#### AIM OF THE TASK:
Substitute "Target" for "Query" in everything from the line containing "Can you find the distant" down through the end of the records. Return those lines otherwise unchanged, without the pictures.

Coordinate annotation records

'''

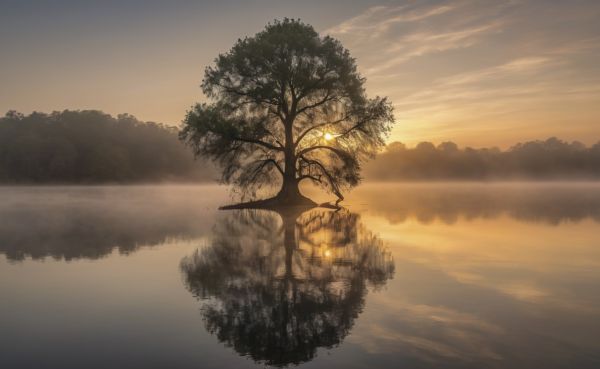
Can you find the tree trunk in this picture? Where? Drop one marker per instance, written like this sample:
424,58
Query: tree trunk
290,193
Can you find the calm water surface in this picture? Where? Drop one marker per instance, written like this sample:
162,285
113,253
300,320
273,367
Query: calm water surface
414,276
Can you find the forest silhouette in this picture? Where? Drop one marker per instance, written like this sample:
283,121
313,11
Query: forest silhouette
93,147
90,146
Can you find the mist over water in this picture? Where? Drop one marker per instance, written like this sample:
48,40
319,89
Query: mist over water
453,275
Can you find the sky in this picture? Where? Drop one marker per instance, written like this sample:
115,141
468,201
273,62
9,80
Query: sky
476,72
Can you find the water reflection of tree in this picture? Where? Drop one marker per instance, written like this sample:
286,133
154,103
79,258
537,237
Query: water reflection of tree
276,288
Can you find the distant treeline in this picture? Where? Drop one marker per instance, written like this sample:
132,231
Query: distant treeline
537,160
90,147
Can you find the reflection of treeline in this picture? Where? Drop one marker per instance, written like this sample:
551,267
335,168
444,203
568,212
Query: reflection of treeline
91,222
550,159
550,204
90,146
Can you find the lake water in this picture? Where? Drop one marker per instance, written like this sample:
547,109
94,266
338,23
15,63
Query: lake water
414,276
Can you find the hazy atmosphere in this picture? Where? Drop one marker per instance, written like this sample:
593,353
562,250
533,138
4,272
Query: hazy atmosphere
300,184
478,73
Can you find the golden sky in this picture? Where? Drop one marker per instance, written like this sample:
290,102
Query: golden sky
479,73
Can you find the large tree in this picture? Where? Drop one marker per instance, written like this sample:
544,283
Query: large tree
287,105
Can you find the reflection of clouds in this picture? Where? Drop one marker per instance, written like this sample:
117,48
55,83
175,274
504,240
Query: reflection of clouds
496,274
278,286
449,203
90,222
457,335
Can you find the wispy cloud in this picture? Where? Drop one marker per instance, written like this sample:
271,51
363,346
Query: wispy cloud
479,69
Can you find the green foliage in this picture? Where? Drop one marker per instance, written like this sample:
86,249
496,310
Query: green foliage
273,96
90,146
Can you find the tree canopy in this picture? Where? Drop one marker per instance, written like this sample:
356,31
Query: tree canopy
287,105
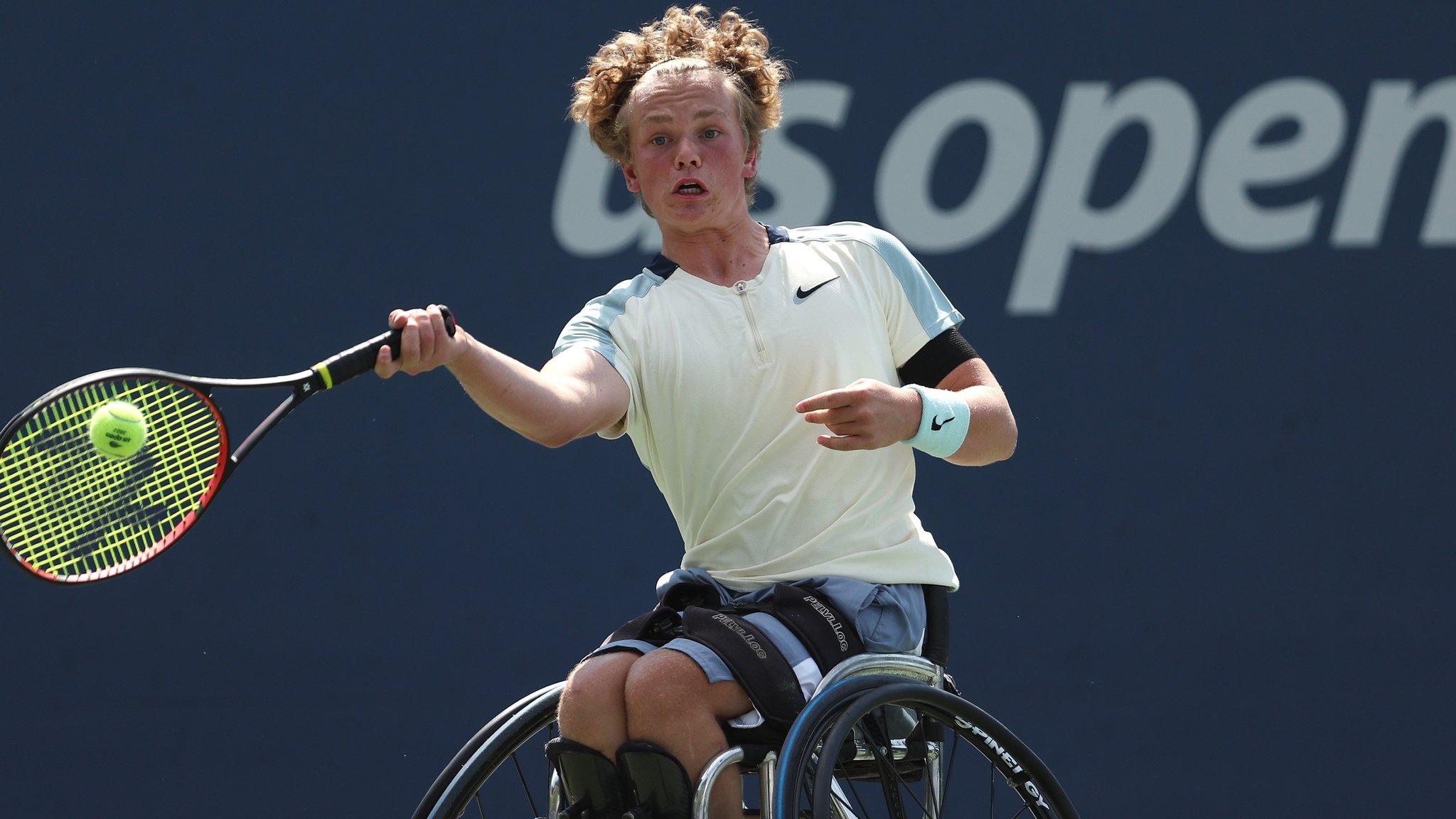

'''

#### ANSWER IN FULL:
Can you find the distant treeline in this picture? Where? Drop one marker per instance, written like this sample:
132,231
Target: distant treeline
537,160
90,147
Can you find the reflection of treeline in this picture? Where? Drop one marker per instance, written like this sample:
551,267
335,168
444,203
568,212
Target: reflection of treeline
91,222
550,159
550,204
90,146
Can you find the lake water in this picture? Where? Drop one marker per instance, written like this sample:
547,109
94,266
338,23
15,63
Target: lake water
414,276
Can you find the hazy atmosphere in this picture? Where? Drop one marker per instance, written like this sample:
593,353
562,250
533,138
4,272
Target: hazy atmosphere
300,184
478,73
Can you find the golden sky in this picture? Where? Drop one marker per instance, written like this sample:
290,102
Target: golden sky
479,73
Can you find the large tree in this picture? Where? Drop one marker per instance, written like this sample:
544,283
Target: large tree
287,105
Can you find the reflection of clouds in this picture? Where? Drop one marker per instance, written like this sample:
117,48
55,83
175,274
504,240
Target: reflection of clouds
496,274
278,286
449,203
90,222
457,335
Can you find the wispy cloud in this picture? Where? Drop one marker per instance, written like this sample:
271,51
363,346
Target: wispy cloud
479,69
Can you find the green foliage in this picture? Where? Drop one marker per instance, written like this sample:
86,249
496,310
Target: green foliage
273,96
90,146
Can you find the tree canopy in this picture? Where? Drop one marker per instance, written like this sample:
356,31
Target: tree canopy
287,105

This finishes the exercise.